§ **Exercise objective**: Retype, word for word, only the lines from the one with "Task: Q: Indicate the sheet" through the last line of the data below.

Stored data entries
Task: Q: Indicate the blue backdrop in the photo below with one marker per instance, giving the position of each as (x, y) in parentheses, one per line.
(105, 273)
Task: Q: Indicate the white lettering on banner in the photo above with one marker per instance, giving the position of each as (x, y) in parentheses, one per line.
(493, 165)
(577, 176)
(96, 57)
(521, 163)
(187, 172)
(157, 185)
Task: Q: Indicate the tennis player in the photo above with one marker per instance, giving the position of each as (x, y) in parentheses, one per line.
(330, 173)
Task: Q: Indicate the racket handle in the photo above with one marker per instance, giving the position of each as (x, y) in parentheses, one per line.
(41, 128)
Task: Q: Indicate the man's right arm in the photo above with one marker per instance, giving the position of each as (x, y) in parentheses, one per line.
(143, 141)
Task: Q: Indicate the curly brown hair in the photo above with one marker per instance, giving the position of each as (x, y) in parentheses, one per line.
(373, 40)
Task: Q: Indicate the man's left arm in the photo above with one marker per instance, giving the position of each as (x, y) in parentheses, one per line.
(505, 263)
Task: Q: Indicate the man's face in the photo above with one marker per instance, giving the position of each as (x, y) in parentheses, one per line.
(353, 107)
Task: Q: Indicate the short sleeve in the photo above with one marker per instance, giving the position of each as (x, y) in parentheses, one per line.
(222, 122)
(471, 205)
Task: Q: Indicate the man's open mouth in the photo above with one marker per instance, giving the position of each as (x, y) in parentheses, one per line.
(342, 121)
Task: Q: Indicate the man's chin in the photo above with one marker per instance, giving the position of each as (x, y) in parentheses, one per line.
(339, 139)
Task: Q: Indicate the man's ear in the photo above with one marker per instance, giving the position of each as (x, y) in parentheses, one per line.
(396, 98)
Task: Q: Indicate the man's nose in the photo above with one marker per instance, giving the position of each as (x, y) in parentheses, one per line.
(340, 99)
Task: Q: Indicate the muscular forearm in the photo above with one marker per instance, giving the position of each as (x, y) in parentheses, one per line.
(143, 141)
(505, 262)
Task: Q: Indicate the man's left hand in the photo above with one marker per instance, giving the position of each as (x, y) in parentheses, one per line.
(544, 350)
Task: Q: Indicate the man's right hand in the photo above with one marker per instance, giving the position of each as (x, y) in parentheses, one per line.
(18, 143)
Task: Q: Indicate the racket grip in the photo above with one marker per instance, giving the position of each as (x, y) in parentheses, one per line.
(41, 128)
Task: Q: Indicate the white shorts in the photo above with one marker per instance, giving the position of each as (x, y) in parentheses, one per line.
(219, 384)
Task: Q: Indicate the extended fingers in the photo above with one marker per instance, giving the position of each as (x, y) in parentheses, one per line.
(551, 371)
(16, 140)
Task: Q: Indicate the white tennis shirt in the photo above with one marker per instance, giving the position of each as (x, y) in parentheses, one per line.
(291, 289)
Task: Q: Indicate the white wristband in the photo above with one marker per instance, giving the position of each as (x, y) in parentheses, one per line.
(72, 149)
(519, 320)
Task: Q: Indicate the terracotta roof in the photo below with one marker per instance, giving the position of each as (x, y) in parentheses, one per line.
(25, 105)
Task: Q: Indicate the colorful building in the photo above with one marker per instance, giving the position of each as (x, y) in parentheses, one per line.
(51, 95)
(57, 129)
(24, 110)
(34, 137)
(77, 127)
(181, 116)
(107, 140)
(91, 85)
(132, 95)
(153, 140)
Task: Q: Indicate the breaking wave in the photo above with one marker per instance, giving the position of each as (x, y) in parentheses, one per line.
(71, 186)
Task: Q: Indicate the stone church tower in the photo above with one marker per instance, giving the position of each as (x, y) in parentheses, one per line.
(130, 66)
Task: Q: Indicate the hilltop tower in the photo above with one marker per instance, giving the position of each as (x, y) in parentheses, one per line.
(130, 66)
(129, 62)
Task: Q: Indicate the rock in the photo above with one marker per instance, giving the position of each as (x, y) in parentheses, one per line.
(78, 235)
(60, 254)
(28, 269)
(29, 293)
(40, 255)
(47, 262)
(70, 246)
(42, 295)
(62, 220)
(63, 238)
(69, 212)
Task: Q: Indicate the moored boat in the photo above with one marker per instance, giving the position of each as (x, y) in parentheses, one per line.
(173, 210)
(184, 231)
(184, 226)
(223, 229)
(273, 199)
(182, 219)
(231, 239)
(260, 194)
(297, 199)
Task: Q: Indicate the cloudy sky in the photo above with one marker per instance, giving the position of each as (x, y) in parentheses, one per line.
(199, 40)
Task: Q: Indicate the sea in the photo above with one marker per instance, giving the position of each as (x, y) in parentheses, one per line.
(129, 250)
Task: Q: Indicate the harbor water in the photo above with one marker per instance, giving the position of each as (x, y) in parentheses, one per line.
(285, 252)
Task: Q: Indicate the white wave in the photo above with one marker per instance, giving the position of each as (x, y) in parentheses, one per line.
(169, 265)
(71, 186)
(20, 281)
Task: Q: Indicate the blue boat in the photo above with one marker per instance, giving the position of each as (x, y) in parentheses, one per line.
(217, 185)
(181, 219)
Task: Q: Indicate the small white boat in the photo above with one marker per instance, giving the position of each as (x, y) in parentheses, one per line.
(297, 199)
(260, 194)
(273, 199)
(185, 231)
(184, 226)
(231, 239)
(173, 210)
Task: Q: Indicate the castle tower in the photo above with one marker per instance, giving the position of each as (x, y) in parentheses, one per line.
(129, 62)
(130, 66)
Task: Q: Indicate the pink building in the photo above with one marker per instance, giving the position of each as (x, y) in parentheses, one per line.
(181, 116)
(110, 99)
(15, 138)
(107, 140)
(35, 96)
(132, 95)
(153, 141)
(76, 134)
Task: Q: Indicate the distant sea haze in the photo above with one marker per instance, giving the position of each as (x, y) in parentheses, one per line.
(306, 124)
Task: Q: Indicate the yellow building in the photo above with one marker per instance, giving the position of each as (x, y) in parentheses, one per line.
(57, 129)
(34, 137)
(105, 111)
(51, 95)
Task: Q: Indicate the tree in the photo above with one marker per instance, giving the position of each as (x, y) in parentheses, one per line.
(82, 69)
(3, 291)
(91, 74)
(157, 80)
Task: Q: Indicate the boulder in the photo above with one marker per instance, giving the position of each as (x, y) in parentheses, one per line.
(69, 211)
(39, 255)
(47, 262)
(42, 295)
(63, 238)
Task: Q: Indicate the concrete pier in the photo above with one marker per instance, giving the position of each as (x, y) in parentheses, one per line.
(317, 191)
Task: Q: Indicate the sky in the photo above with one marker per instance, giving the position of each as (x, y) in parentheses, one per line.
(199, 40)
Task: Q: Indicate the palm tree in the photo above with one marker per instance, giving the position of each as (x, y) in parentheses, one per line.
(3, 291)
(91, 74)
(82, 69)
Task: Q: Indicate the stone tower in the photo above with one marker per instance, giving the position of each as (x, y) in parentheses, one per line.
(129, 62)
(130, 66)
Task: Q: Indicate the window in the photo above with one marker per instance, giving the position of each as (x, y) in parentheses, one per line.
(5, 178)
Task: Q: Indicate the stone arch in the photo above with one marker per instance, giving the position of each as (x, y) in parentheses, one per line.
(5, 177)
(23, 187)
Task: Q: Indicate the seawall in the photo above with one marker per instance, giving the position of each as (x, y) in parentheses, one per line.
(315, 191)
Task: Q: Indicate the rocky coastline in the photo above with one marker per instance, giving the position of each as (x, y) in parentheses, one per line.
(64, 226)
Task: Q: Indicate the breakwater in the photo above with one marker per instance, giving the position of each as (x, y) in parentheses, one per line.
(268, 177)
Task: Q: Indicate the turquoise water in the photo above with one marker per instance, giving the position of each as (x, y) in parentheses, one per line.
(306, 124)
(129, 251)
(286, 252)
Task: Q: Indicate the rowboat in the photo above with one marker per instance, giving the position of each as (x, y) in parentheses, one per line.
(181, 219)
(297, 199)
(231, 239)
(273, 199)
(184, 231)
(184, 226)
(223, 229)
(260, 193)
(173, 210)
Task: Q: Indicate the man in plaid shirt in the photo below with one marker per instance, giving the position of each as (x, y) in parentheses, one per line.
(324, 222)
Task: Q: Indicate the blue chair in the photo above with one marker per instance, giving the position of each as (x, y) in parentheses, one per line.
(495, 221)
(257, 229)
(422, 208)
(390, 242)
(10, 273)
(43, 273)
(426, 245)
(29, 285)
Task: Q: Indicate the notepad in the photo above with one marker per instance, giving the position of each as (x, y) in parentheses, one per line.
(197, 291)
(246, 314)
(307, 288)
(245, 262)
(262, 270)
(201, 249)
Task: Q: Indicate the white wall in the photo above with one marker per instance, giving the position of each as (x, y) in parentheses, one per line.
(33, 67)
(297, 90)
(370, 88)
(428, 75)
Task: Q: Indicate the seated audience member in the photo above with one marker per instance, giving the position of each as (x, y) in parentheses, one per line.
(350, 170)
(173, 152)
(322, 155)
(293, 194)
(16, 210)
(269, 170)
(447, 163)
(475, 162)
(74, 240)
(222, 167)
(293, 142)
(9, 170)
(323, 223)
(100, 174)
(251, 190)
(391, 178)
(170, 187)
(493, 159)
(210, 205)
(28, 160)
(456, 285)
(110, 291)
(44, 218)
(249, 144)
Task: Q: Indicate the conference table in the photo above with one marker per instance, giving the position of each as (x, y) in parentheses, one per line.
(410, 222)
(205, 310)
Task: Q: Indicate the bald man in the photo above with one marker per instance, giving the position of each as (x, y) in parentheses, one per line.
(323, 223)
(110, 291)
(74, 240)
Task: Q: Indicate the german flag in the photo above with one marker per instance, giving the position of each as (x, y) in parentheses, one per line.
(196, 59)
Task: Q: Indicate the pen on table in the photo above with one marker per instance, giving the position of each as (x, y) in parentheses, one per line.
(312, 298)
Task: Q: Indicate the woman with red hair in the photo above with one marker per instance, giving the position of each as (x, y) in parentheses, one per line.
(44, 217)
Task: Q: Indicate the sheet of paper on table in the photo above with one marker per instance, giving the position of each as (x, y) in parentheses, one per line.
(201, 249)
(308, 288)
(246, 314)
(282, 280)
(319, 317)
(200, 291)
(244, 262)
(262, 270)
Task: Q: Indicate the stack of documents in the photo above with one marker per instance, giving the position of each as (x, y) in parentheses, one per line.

§ **Task response**:
Task: Q: Indicate the sheet of paper on table in the photo above with one marker per instance, giving the position of each as (x, y) in parentheses, one per line.
(201, 249)
(308, 288)
(246, 314)
(282, 280)
(319, 317)
(200, 291)
(244, 262)
(262, 270)
Task: Q: Indicate the stack of documents in the photo above with one marker per instance, giving the position of each as (x, y) in parentheses, one per line.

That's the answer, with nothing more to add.